>> begin Extract to read

So my favorite, and only, aunt has had the same partner for as long as I've been aware of her. She lives half a country away, so I rarely see her, but she's had a big influence on my life. Her partner has been even more distant, hesitant to venture into the deep south to see her partner's family, for reasons you can guess. Still, she visited us a couple of times.

So on one visit I found a copy of "Catcher in the Rye" and one of "Sidhartha" in my room, and new my aunt had left them. I read both of them, moved and surprised, since these were non-Christian and non-didactic works that I'd never been allowed to read before. It changed my views of the literature, and eventually opened a different world to me. Sounds corny, but growing up in deep south Mississippi, I had always been limited in what I saw and experienced, and in personal ways, these books showed me a world I had knew existed but had never encountered before. They made me feel less alone. I loved my aunt intensely for those books.

I'm 43 now, and recently I saw my aunt and her partner again, for the first time in decades without a funeral as an excuse. While talking and catching up, my aunt's partner casually asked "Do you happen to remember when I left those books for you when you were a teenager?" It had been her. All these years I loved the wrong aunt. Well, I loved them both, but never realized... You know what I mean.

>> end Extract to read

— Work to be completed —
Reproduce the passage of the aunt story that begins at the words "I'm 43 now, and" and stops after "what I mean.". You won't need the material to do this.

>> begin Raw data

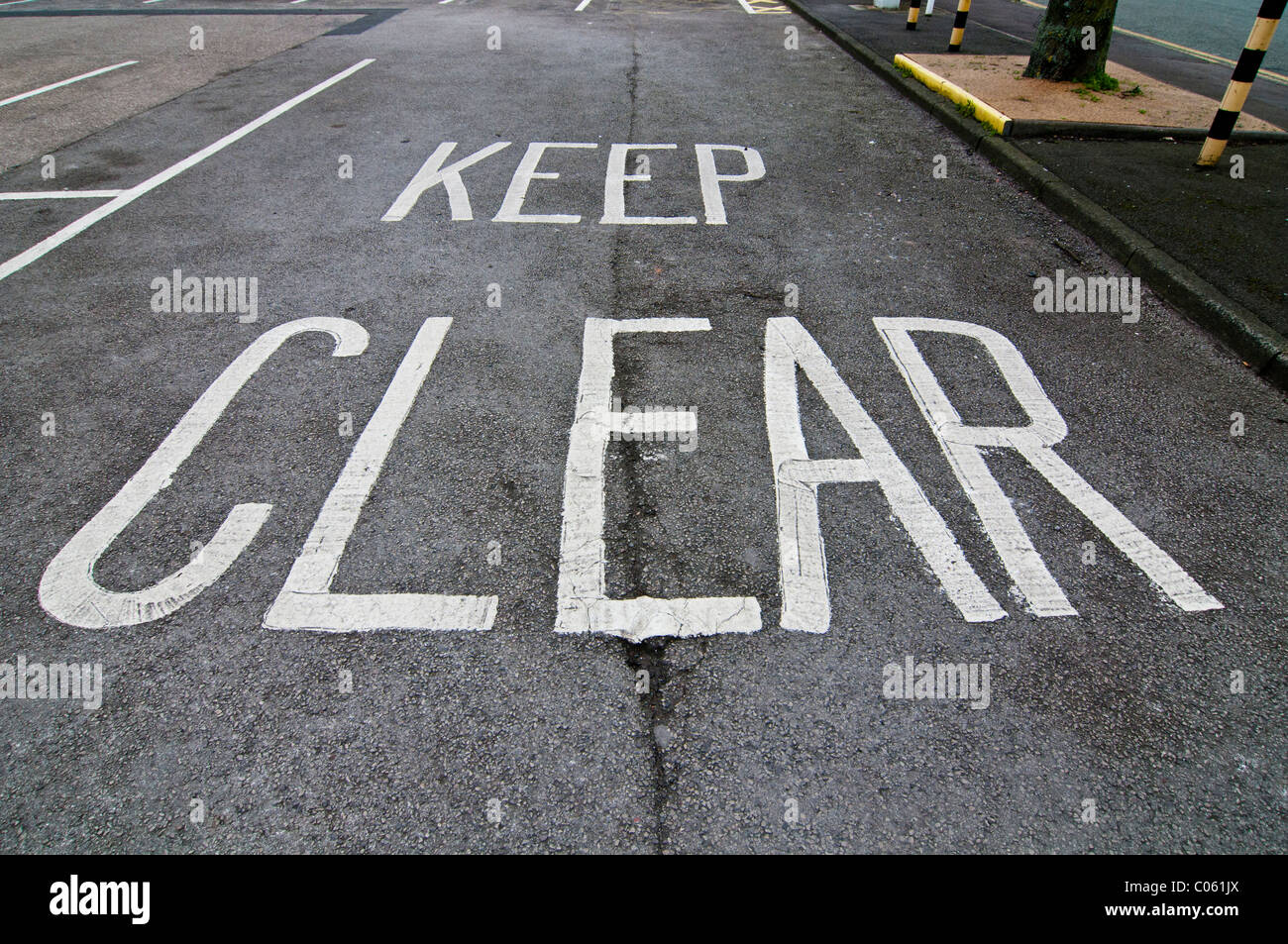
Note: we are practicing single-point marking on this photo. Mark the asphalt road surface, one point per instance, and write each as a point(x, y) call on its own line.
point(566, 572)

>> end Raw data

— Answer below —
I'm 43 now, and recently I saw my aunt and her partner again, for the first time in decades without a funeral as an excuse. While talking and catching up, my aunt's partner casually asked "Do you happen to remember when I left those books for you when you were a teenager?" It had been her. All these years I loved the wrong aunt. Well, I loved them both, but never realized... You know what I mean.